Requirements: Your task is to repeat, word for word, the line containing "of the purple-brown" and all lines that follow it to the end of the material, and no other lines.

* start Excerpted data *

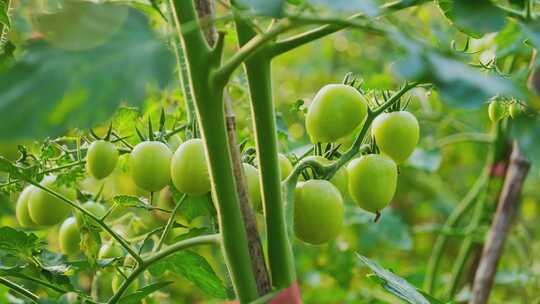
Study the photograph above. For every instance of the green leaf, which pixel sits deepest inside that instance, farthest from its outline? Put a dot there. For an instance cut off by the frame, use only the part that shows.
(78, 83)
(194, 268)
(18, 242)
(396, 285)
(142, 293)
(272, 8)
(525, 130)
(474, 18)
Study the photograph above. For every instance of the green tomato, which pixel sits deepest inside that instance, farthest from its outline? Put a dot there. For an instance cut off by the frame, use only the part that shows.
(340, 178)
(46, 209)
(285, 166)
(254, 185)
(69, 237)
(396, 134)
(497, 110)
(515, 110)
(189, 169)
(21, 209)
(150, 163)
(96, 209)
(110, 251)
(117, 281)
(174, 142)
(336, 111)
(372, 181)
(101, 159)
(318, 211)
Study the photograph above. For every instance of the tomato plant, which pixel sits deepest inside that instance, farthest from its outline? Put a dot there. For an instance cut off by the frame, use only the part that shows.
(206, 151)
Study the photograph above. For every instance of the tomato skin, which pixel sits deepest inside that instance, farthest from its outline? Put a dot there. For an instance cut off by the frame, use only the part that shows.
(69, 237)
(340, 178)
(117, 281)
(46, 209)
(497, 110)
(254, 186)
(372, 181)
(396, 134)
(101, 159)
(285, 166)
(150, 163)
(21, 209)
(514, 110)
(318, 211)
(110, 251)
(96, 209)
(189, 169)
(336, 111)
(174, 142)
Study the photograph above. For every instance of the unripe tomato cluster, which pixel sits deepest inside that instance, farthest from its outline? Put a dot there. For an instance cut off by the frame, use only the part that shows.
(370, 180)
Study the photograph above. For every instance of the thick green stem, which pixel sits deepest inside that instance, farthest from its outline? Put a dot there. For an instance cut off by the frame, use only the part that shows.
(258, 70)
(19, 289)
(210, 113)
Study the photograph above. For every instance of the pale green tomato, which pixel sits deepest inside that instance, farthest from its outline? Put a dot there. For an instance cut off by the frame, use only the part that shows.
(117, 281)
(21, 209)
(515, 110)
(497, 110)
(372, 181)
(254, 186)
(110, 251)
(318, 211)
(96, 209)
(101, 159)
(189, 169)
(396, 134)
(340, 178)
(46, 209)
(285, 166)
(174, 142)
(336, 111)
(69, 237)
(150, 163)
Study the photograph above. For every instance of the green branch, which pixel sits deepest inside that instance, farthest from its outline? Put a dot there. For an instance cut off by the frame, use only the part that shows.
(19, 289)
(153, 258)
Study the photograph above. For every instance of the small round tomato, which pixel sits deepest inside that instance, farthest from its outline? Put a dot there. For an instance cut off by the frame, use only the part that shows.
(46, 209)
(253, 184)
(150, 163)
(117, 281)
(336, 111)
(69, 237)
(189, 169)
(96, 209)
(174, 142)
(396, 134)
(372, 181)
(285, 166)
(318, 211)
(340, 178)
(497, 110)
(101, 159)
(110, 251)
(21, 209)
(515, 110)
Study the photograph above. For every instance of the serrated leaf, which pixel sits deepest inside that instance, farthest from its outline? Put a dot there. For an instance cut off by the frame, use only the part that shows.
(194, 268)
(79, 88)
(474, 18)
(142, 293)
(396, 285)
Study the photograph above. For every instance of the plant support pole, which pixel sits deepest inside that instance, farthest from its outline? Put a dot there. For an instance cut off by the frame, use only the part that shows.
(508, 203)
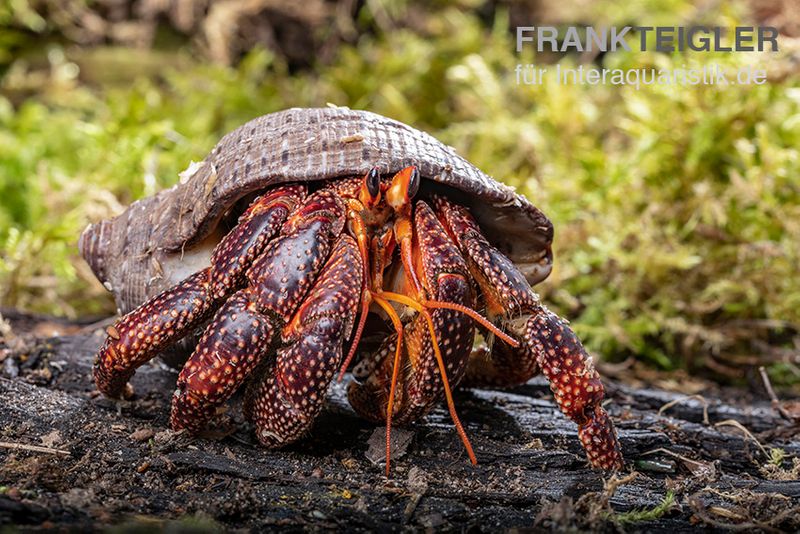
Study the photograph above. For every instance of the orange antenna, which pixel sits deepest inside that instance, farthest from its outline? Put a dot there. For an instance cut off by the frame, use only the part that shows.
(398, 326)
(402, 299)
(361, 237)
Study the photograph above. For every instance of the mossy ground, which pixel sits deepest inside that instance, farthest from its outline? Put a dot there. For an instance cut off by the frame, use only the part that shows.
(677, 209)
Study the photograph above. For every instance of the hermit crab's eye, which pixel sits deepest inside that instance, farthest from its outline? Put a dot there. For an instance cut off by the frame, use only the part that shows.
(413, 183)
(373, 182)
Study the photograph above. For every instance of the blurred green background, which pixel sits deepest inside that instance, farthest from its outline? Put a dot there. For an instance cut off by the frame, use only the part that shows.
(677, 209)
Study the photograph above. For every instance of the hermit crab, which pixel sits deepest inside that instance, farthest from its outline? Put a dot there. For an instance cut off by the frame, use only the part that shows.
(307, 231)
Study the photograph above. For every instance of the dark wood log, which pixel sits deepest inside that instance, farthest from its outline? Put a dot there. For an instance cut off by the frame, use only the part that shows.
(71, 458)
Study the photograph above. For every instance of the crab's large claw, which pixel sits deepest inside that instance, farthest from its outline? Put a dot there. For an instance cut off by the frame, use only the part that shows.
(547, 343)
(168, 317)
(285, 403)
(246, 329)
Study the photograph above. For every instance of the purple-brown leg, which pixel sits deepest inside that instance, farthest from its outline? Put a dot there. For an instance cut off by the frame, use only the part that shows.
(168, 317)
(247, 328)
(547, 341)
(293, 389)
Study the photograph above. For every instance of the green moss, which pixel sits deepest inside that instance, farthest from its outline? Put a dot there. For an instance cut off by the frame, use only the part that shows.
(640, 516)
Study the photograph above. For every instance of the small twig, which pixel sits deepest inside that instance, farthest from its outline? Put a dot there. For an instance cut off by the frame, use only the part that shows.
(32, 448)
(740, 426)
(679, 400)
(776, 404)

* end Excerpted data *

Reply:
Study the photograph above. For every instance of the purple-brown leg, which pixel sits deepest inside that instance, farthest from its outline? Put a dot there. For an instance cut off by the frame, use only the part that shows.
(168, 317)
(247, 328)
(547, 341)
(293, 389)
Study the photograph above. For every instance of the green moss, which pixel sits deepest inside that instance, farthest from its outline? Put a dot there. For an instance cut off by the frame, use only the part that shows.
(640, 516)
Study the photograph above. For every instance of the small twig, which pixel sits deepest inside that instance, farthest from its outline? Put a dot there. For an instance cut off by the frame, use only the part that shows.
(32, 448)
(740, 426)
(679, 400)
(776, 404)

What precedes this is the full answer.